**実施課題**
[1] チムチュムに関する文章のうち、「チムチュム (จิ้มจุ่ม) のチム」から「ムー (หมู) とは「豚肉」のこと。具材にハーブの独特の香りと風味が加わるハーブ好きには堪らない鍋料理です。」までを一字一句そのまま書き写してください。
[2] チムチュムに関する文章で、だしスープに使うハーブとして名前が挙げられているものをすべて列挙してください。
[3] チムチュムに関する文章の最後の文に続く内容を書き継いでください。

**提示文章**

= = = = =

チムチュムとは イサーン地方のハーブの効いた鍋料理

チムチュムのアイキャッチ タイ料理

チムチュム (จิ้มจุ่ม) のチム (จิ้ม) は「タレなどにつける」、チュム (จุ่ม) は「液体の中に浸す」のような意味。チムチュムの最大の特徴は、ガランガルのカー (ข่า)、レモングラスのタックライ (ตะไคร้)、コブミカンの葉のバイマックルー (ใบมะกรูด) などのハーブを使った豚ガラベースの「だしスープ」にあります。チムチュムとは、このハーブの効いただしスープでスライスした豚肉をメインとした肉類やいろいろな野菜、春雨などを煮ながら食べるイサーン地方の鍋料理のこと。なお、ムーチュム (หมูจุ่ม) なる呼び名もあります。 ムー (หมู) とは「豚肉」のこと。具材にハーブの独特の香りと風味が加わるハーブ好きには堪らない鍋料理です。
バンコクでは、イサーン料理店やチムチュム専門店、さらに屋台でも食べることができます。

一般的には卓上七輪とセットになったモーディンチムチュム (หม้อดินจิ้มจุ่ม) なる専用の素焼きの土鍋を使います。モーディン (หม้อดิน) とは「土鍋」を指し、正確にはモーディンパオ (หม้อดินเผา) で「土を焼いた鍋」の意味。

= = = = =

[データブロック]
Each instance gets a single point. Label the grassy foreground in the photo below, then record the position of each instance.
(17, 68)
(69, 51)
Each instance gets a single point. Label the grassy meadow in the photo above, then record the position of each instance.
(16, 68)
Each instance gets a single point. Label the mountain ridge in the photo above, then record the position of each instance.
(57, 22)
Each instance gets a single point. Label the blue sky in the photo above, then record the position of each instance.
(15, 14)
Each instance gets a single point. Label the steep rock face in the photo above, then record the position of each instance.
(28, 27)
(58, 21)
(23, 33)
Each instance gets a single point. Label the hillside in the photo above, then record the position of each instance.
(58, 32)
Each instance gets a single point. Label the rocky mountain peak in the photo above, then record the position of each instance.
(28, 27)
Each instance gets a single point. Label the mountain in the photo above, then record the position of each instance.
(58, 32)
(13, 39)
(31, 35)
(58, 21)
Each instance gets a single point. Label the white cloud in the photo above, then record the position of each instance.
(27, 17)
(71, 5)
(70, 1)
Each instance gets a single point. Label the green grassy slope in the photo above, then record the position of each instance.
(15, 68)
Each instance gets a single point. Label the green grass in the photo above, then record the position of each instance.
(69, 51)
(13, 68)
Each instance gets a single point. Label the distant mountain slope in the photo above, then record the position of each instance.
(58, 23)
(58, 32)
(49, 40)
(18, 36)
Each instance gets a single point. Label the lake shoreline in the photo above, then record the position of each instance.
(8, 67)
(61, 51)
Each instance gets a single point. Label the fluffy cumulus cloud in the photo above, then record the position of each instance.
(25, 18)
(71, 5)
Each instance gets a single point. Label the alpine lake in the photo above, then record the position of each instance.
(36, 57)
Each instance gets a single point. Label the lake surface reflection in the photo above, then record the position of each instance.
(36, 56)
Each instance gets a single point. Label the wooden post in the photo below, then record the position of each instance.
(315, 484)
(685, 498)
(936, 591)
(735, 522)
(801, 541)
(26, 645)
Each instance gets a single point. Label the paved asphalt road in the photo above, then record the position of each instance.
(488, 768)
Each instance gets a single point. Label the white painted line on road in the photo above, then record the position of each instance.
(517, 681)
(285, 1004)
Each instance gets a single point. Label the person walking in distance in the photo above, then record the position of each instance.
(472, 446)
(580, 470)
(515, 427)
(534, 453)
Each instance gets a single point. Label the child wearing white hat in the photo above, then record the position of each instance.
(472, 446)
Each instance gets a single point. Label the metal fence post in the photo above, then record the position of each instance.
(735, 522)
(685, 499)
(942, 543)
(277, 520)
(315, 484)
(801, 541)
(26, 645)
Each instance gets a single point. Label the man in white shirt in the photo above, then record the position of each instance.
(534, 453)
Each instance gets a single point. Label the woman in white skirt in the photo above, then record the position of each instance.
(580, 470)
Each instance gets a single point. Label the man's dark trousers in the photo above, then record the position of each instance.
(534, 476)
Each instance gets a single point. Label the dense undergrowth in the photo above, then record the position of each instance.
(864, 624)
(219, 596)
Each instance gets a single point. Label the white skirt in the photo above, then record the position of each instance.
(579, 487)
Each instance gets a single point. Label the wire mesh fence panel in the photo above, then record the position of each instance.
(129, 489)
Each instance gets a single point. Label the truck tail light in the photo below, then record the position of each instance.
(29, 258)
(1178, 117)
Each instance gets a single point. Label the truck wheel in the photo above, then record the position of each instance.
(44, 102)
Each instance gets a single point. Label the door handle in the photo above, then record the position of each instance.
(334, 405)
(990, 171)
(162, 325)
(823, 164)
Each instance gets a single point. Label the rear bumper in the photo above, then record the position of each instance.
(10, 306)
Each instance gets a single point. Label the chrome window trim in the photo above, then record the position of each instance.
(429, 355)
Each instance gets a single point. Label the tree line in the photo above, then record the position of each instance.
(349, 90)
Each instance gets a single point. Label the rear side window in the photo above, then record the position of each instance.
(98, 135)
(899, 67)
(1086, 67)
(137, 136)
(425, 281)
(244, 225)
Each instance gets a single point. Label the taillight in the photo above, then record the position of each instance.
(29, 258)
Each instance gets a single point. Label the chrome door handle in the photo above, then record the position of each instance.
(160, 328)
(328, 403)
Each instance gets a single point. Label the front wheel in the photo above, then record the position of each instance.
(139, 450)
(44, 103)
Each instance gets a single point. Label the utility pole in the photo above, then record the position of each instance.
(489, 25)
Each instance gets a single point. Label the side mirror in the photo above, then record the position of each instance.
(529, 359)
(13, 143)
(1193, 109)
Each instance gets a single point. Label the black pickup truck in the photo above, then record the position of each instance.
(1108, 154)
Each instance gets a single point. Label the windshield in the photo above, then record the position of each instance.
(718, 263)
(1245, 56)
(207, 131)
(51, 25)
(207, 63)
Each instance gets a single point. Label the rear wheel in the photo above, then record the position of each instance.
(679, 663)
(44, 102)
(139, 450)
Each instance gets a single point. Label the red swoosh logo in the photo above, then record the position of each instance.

= = = = =

**解答一覧**
[1]
チムチュム (จิ้มจุ่ม) のチム (จิ้ม) は「タレなどにつける」、チュム (จุ่ม) は「液体の中に浸す」のような意味。チムチュムの最大の特徴は、ガランガルのカー (ข่า)、レモングラスのタックライ (ตะไคร้)、コブミカンの葉のバイマックルー (ใบมะกรูด) などのハーブを使った豚ガラベースの「だしスープ」にあります。チムチュムとは、このハーブの効いただしスープでスライスした豚肉をメインとした肉類やいろいろな野菜、春雨などを煮ながら食べるイサーン地方の鍋料理のこと。なお、ムーチュム (หมูจุ่ม) なる呼び名もあります。 ムー (หมู) とは「豚肉」のこと。具材にハーブの独特の香りと風味が加わるハーブ好きには堪らない鍋料理です。

[2]
ガランガル（カー）
レモングラス（タックライ）
コブミカンの葉（バイマックルー）

[3]
土鍋のモーディンチムチュムを使うチムチュムの様子
土鍋のモーディンチムチュムを使うチムチュムの様子

なお、小奇麗なレストランなどでは、以下の写真のような鍋を使うスタイルもあります。現実的には、このスタイルの方が食べやすいかもしれませんね。

鍋を使うスタイルのチムチュムの様子
鍋を使うスタイルのチムチュムの様子
ハーブが入っているチムチュムのだしスープの様子
ハーブが入っているチムチュムのだしスープの様子

チムチュムの注文システムと食べ方を簡単に説明します。
注文システムは店により異なりますが、L/M/Sなどの人数に合わせた基本セットがあり、メイン食材の肉の種類が選択できることもあります。豚肉/鶏肉/牛肉や内臓系、さらにイカやエビのシーフードを用意している店もあります。なお、牛肉はタイ産でしょうね。
以下の写真は、二人分のチムチュムの盛り合わせセット (S) の様子。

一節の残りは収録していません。